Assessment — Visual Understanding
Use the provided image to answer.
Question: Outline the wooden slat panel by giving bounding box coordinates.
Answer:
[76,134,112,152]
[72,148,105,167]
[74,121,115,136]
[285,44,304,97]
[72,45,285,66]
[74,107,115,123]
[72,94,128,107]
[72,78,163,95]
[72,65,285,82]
━━━━━━━━━━
WHAT YOU NEED TO DO: Render every line of the listing above as a numbered list, leaving out any blank lines.

RESULT OF THE TASK:
1. Assessment — Visual Understanding
2. Use the provided image to answer.
3. Question: Outline the wooden slat panel by giving bounding box coordinates.
4. Answer:
5. [76,134,112,152]
6. [72,148,105,167]
7. [74,121,115,136]
8. [285,44,304,97]
9. [72,45,285,66]
10. [74,107,115,123]
11. [72,94,128,107]
12. [72,78,163,95]
13. [72,65,285,82]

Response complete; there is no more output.